Document extract:
· · · ·

[Intel-xe] [PATCH v9 3/3] drm/xe: Introduce fault injection for gt reset

Tue Aug 1 06:02:16 UTC 2023

On 31.07.2023 20:54, Ghimiray, Himal Prasad wrote:
> Hi Bala,
> 
> > -----Original Message-----
> > From: Vivekanandan, Balasubramani
> > <balasubramani.vivekanandan at intel.com>
> > Sent: 31 July 2023 20:00
> > To: Ghimiray, Himal Prasad <himal.prasad.ghimiray at intel.com>; intel-
> > xe at lists.freedesktop.org
> > Cc: De Marchi, Lucas <lucas.demarchi at intel.com>; Vivi, Rodrigo
> > <rodrigo.vivi at intel.com>
> > Subject: Re: [Intel-xe] [PATCH v9 3/3] drm/xe: Introduce fault injection for gt
> > reset
> > 
> > On 27.07.2023 04:56, Himal Prasad Ghimiray wrote:
> > > To trigger gt reset failure:
> > >  echo 100 >  /sys/kernel/debug/dri/<cardX>/fail_gt_reset/probability
> > >  echo 2 >  /sys/kernel/debug/dri/<cardX>/fail_gt_reset/times
> > >
> > > Cc: Rodrigo Vivi <rodrigo.vivi at intel.com>
> > > Cc: Lucas De Marchi <lucas.demarchi at intel.com>
> > >
> > > Reviewed-by: Rodrigo Vivi <rodrigo.vivi at intel.com>
> > > Signed-off-by: Himal Prasad Ghimiray <himal.prasad.ghimiray at intel.com>
> > > ---
> > >  drivers/gpu/drm/xe/xe_debugfs.c | 10 ++++++++++
> > >  drivers/gpu/drm/xe/xe_gt.c      |  8 +++++++-
> > >  drivers/gpu/drm/xe/xe_gt.h      | 14 ++++++++++++++
> > >  3 files changed, 31 insertions(+), 1 deletion(-)
> > >
> > > diff --git a/drivers/gpu/drm/xe/xe_debugfs.c
> > > b/drivers/gpu/drm/xe/xe_debugfs.c index 047341d5689a..1fd016e6f7a0
> > > 100644
> > > --- a/drivers/gpu/drm/xe/xe_debugfs.c
> > > +++ b/drivers/gpu/drm/xe/xe_debugfs.c
> > > @@ -5,6 +5,7 @@
> > >
> > >  #include "xe_debugfs.h"

· · · ·

Entries:
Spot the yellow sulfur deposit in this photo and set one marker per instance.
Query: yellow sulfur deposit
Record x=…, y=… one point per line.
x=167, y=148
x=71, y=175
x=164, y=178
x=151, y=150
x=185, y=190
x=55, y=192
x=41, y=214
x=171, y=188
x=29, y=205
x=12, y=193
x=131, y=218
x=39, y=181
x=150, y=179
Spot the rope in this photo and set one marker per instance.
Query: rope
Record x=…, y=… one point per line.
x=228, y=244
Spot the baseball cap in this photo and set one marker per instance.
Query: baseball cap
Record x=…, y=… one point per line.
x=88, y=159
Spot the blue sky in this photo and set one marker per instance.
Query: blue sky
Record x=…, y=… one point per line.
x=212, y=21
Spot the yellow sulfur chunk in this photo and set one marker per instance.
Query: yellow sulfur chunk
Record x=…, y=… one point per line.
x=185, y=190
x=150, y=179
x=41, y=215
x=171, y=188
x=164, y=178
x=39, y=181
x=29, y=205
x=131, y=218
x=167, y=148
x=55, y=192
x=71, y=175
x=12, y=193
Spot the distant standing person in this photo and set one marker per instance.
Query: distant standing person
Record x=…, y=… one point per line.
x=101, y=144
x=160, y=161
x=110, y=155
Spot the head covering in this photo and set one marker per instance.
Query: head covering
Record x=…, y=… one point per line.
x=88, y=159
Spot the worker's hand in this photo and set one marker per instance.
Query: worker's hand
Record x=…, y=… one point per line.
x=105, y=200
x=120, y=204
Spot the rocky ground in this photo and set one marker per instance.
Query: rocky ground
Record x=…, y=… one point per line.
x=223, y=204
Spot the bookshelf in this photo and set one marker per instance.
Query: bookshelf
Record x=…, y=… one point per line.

· · · ·

What you have to do: Recast the paragraph in the patch email that begins "To trigger gt reset failure" as a brief list, keeping both commands and their values.

Finished exercise:
To trigger gt reset failure:
- Write 100 to the probability file: echo 100 > /sys/kernel/debug/dri/<cardX>/fail_gt_reset/probability
- Write 2 to the times file: echo 2 > /sys/kernel/debug/dri/<cardX>/fail_gt_reset/times